:: Data under study

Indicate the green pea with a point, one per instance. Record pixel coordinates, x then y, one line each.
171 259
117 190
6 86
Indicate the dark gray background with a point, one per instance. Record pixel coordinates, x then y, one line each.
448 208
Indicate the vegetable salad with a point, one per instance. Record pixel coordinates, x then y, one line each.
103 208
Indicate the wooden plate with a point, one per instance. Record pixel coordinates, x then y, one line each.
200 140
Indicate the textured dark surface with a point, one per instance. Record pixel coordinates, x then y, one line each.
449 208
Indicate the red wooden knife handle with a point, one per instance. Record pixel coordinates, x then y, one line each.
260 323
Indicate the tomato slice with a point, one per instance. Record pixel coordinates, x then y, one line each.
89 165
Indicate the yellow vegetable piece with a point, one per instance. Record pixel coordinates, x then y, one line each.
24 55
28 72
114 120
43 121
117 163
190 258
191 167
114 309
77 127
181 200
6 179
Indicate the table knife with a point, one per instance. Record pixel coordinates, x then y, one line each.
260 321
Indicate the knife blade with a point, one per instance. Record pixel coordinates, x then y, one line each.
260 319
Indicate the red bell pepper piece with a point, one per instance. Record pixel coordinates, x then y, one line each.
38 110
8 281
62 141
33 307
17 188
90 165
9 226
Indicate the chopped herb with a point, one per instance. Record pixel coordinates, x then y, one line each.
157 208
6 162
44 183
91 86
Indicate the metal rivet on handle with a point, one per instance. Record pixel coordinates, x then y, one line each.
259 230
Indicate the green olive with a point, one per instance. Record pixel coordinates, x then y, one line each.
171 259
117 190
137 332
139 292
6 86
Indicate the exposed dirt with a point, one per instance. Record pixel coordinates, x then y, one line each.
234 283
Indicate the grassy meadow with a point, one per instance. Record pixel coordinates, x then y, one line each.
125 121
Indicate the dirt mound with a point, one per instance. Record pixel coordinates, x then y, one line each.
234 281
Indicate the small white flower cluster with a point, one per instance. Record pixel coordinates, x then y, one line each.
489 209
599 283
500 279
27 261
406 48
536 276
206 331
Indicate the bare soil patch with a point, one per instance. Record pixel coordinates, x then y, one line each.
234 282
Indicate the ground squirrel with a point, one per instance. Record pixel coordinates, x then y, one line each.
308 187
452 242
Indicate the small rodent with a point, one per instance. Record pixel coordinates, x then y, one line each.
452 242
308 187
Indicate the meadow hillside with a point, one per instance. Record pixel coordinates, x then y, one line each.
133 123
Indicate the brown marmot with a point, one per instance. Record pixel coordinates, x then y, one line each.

::::

_What you need to do:_ When you retype the entries above, keep every line identical to the source.

_Written response:_
Indicate the green pea with a point, one per instance. Record pixel coordinates, x then y, one line each.
171 259
117 190
6 86
Indicate the dark gray background with a point, one per instance. Record pixel coordinates, x then y, one line each.
448 208
Indicate the vegetable salad with a point, one per instance. Record pixel coordinates, x then y, one line each.
103 208
Indicate the wooden plate with a point, one per instance. Record pixel coordinates, x then y, one line each.
200 140
Indicate the textured dark surface with a point, one per instance. Record pixel coordinates, x then y, one line each.
449 208
Indicate the red wooden knife handle with a point, one per instance. Record pixel coordinates, x then y, one line each.
260 323
Indicate the tomato slice with a point, one per instance. Record pixel coordinates, x then y, one line each.
89 165
Indicate the yellow vegetable piece with a point, one per instance. Record pixel coordinates, x then y, one line each.
24 55
28 72
114 120
43 121
117 163
190 258
191 167
114 309
77 127
181 200
6 179
Indicate the table knife with a point, one per instance. Record pixel coordinates, x then y, one line each.
260 321
Indicate the knife blade with a point, one per instance. Record pixel coordinates, x then y, one line each.
260 319
Indicate the red bell pepper piece with a point, one per instance. Record pixel coordinates, x then y, one line each.
38 110
8 281
62 141
33 307
17 188
90 165
9 226
Indicate the chopped herb with a point, one per instance. Record pixel coordinates, x then y, one line each.
157 208
6 162
44 183
91 86
Indicate the metal rivet on handle with a point, one per instance. Record pixel coordinates, x then y, one line each.
259 230
Indicate the green olive with a point, one per instance. Record pixel coordinates, x then y, one line each.
171 259
117 190
137 332
139 292
6 86
Indicate the exposed dirt with a point, one per instance. Record pixel coordinates, x then y, one line each.
234 283
Indicate the grassy meadow with a point, one per instance. Record pixel coordinates, x then y, one line each.
125 121
Indicate the dirt mound with a point, one per instance. Record pixel coordinates, x then y, one line each.
234 281
Indicate the small white flower cluster with a point, one per instance. Record pixel coordinates, x then y, one line each.
489 209
599 283
500 279
27 261
406 48
536 276
206 331
Indicate the bare soil patch with a point, one per instance. Record pixel coordinates, x then y, one line each.
234 282
Indicate the ground squirrel with a point, one per instance. Record pixel coordinates, x then y, one line each.
308 187
452 242
Indicate the small rodent with a point, one per instance. Record pixel coordinates, x then y, one line each.
452 242
308 187
Indicate the meadow hillside with a point, one per instance. Record pixel coordinates, x then y, one line each.
133 123
Indicate the brown marmot with a point, one per instance. Record pixel coordinates, x then y, one line each.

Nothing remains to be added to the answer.